--- Start of Data excerpts ---

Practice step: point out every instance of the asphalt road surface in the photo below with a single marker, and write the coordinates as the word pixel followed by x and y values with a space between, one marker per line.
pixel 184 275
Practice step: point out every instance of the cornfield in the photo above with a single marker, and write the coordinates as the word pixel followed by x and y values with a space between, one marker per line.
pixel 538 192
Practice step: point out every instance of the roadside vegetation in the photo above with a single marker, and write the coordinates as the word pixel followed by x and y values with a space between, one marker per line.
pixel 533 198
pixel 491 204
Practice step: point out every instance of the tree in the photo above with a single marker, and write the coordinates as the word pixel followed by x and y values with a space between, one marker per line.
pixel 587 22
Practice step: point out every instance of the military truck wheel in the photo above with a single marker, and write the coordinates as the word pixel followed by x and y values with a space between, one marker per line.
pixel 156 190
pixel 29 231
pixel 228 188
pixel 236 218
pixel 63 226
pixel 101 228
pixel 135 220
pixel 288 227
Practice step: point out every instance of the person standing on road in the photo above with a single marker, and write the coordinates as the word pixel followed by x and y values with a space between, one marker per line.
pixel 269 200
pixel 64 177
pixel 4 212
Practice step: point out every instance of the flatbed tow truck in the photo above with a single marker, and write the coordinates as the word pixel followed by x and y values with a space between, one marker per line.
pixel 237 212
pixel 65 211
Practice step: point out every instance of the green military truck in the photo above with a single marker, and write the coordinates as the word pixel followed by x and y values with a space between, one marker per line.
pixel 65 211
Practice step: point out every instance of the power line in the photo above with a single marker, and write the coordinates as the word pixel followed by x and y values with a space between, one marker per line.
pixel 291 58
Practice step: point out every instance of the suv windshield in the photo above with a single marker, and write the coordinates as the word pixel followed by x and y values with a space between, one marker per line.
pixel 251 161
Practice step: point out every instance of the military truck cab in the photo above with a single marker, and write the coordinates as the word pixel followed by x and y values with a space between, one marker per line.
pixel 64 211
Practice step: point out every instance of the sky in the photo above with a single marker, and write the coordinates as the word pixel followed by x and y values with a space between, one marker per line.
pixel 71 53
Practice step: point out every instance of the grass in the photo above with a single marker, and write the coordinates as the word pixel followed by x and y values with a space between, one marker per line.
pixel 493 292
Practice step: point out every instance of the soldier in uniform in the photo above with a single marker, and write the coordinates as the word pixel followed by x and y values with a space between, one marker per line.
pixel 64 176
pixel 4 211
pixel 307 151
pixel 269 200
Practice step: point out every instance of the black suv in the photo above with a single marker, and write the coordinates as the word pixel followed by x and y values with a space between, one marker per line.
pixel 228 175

--- End of Data excerpts ---

▶ _Stated problem_
Render every line of the records above as a JSON list of strings, one string per line, with blank lines left out.

▶ _Answer in full_
[
  "Practice step: point out every instance of the asphalt road surface in the photo below with a single marker, and write the coordinates as the word pixel followed by x and y values with a space between, one marker per line.",
  "pixel 184 275",
  "Practice step: point out every instance of the cornfield in the photo above with a single marker, and write the coordinates as the word pixel followed by x and y values with a space between, one marker per line.",
  "pixel 538 192",
  "Practice step: point out every instance of the roadside vegetation in the photo above with a single marker, and write the coordinates as the word pixel followed by x and y values with a space between, one marker per line.",
  "pixel 533 198",
  "pixel 491 204",
  "Practice step: point out every instance of the tree in the photo above with a single marker, and write the coordinates as the word pixel followed by x and y values with a space between, one marker per line.",
  "pixel 587 22",
  "Practice step: point out every instance of the military truck wheel in the photo above with a single marker, and write the coordinates as the word pixel followed by x and y values with a space between, one marker per line.",
  "pixel 156 190",
  "pixel 29 231",
  "pixel 228 188",
  "pixel 236 218",
  "pixel 63 226",
  "pixel 101 228",
  "pixel 135 220",
  "pixel 288 227",
  "Practice step: point out every instance of the person standing on road in the photo above with a single marker, and write the coordinates as the word pixel followed by x and y values with a space between, one marker per line.",
  "pixel 269 200",
  "pixel 64 177",
  "pixel 4 212",
  "Practice step: point out every instance of the flatbed tow truck in the photo above with a single marker, and write the coordinates as the word pixel followed by x and y values with a space between, one marker per line.",
  "pixel 237 212",
  "pixel 65 211",
  "Practice step: point out every instance of the green military truck in the photo above with a single marker, and write the coordinates as the word pixel followed by x and y values with a space between, one marker per line.",
  "pixel 65 211",
  "Practice step: point out every instance of the power line in the photo above with a single marker, and write the coordinates as the word pixel followed by x and y values with a space between, one marker per line.",
  "pixel 291 58",
  "Practice step: point out every instance of the suv windshield in the photo above with a single marker, and write the coordinates as the word pixel followed by x and y values with a space between, one marker per line.",
  "pixel 251 161",
  "Practice step: point out every instance of the military truck cab in the photo above with a single marker, and write the coordinates as the word pixel followed by x and y values with a space between, one marker per line.",
  "pixel 64 211",
  "Practice step: point out every instance of the sky in the photo above with a single marker, and write the coordinates as the word pixel followed by x and y values with a space between, one marker per line.",
  "pixel 71 53",
  "Practice step: point out every instance of the grass in the photo above with a single marker, and write the coordinates as the word pixel followed by x and y values with a space between, one marker per line.",
  "pixel 493 292",
  "Practice step: point out every instance of the soldier in uniform in the photo above with a single marker, and write the coordinates as the word pixel followed by x and y values with a space between, one marker per line.",
  "pixel 64 176",
  "pixel 4 211",
  "pixel 307 151",
  "pixel 269 200",
  "Practice step: point out every instance of the black suv in the photo above with a single marker, and write the coordinates as the word pixel followed by x and y values with a space between, one marker per line.",
  "pixel 228 175"
]